Extracted text
━━━━━━━━━━━━━━━━━━━━━━━━━━━━━━

BACK
Category: Web scraping

Ethics of Web Scraping - Detailed Review

10 mins read Created Date: August 15, 2022   Updated Date: February 22, 2023
In this article, we gave you some tips to tell you how you can use web scraping legally and ethically, and we also talked about the latest legal situation by country with a short summary of web scraping cases

If you’re a web scraper, you’ve probably already learned how web scraping can benefit you. If your website is included in a web scraping project, you’ve also had the experience of getting angry at the bots that consume your traffic and your information that helps others thrive. Since web scraping seems to only benefit the scraper, many different questions have been raised. Is web scraping legal? Can we do web scraping for special purposes? Is web scraping an ethical act even if it is legal? Does web scrape damage your business’s reputation?

In this article, we gave you some tips to tell you how you can use web scraping legally and ethically, and we also talked about the latest legal situation by country with a short summary of web scraping cases. You should not forget that each piece of information we will talk about in this article is purely for informational purposes and should not be considered legal advice.

━━━━━━━━━━━━━━━━━━━━━━━━━━━━━━

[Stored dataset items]
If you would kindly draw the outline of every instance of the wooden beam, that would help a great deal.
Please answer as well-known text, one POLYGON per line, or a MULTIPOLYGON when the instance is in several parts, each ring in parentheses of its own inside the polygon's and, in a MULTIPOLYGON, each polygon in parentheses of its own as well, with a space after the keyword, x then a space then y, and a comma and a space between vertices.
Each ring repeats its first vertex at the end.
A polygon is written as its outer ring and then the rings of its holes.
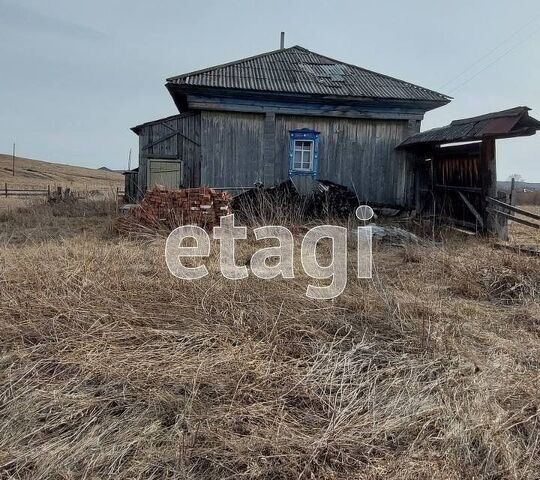
POLYGON ((486 208, 486 210, 489 213, 493 213, 495 215, 501 215, 504 218, 507 218, 508 220, 512 220, 513 222, 521 223, 522 225, 527 225, 528 227, 540 229, 540 223, 529 222, 529 220, 525 220, 523 218, 516 217, 510 213, 501 212, 500 210, 495 210, 494 208, 490 208, 490 207, 486 208))
POLYGON ((489 232, 498 233, 498 226, 487 214, 485 197, 497 196, 497 166, 495 160, 495 139, 482 140, 480 147, 480 184, 482 185, 481 210, 485 213, 484 221, 489 232))
POLYGON ((500 200, 497 200, 495 198, 487 197, 487 201, 495 206, 502 207, 506 210, 510 210, 511 212, 519 213, 520 215, 533 218, 534 220, 540 220, 540 215, 537 215, 536 213, 523 210, 522 208, 514 207, 513 205, 501 202, 500 200))
POLYGON ((482 193, 482 189, 480 187, 461 187, 461 186, 454 186, 454 185, 435 185, 435 188, 440 188, 441 190, 457 190, 462 192, 468 192, 468 193, 482 193))
POLYGON ((484 220, 482 219, 482 215, 480 215, 478 213, 476 208, 474 208, 473 204, 471 202, 469 202, 469 199, 462 192, 460 192, 459 190, 458 190, 458 195, 460 196, 461 200, 463 200, 463 203, 465 203, 465 205, 467 205, 467 208, 471 211, 471 213, 476 217, 476 220, 478 220, 478 223, 480 224, 480 226, 483 229, 484 228, 484 220))

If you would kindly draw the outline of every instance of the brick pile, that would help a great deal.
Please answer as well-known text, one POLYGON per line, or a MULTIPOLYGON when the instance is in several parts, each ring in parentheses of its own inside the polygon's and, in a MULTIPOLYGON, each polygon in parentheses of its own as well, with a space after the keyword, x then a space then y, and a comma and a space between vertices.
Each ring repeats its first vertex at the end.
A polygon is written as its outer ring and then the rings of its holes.
POLYGON ((230 213, 231 197, 208 187, 171 189, 155 187, 143 201, 119 220, 126 232, 174 230, 179 225, 198 225, 211 230, 219 217, 230 213))

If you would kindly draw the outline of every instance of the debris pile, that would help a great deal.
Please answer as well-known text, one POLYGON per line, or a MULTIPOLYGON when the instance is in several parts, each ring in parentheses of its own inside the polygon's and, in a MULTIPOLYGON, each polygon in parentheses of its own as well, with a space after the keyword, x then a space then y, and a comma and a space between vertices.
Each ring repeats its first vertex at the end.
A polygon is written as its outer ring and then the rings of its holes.
POLYGON ((211 230, 219 217, 230 213, 230 196, 208 187, 172 189, 156 186, 146 192, 140 205, 119 219, 120 232, 174 230, 179 225, 198 225, 211 230))

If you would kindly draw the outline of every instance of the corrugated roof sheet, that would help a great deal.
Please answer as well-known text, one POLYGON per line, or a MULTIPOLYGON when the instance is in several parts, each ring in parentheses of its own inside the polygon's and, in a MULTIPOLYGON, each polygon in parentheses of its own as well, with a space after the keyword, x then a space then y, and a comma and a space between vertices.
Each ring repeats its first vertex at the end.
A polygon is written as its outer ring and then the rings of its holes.
POLYGON ((432 128, 405 139, 398 148, 482 140, 484 137, 532 135, 540 122, 529 116, 530 108, 515 107, 478 117, 454 120, 450 125, 432 128))
POLYGON ((451 97, 311 52, 274 50, 167 79, 179 85, 447 103, 451 97))

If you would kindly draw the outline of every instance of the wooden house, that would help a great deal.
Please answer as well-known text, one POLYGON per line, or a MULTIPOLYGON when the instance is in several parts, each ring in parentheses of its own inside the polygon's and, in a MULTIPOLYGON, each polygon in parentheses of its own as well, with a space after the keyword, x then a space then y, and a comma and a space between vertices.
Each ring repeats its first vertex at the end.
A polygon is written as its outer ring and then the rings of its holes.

━━━━━━━━━━━━━━━━━━━━━━━━━━━━━━

Reproduce a passage of the article on web scraping ethics word for word, starting at the words "10 mins read" and stopping after "your business’s reputation?". The records play no part in what is asked here.

10 mins read Created Date: August 15, 2022   Updated Date: February 22, 2023
In this article, we gave you some tips to tell you how you can use web scraping legally and ethically, and we also talked about the latest legal situation by country with a short summary of web scraping cases

If you’re a web scraper, you’ve probably already learned how web scraping can benefit you. If your website is included in a web scraping project, you’ve also had the experience of getting angry at the bots that consume your traffic and your information that helps others thrive. Since web scraping seems to only benefit the scraper, many different questions have been raised. Is web scraping legal? Can we do web scraping for special purposes? Is web scraping an ethical act even if it is legal? Does web scrape damage your business’s reputation?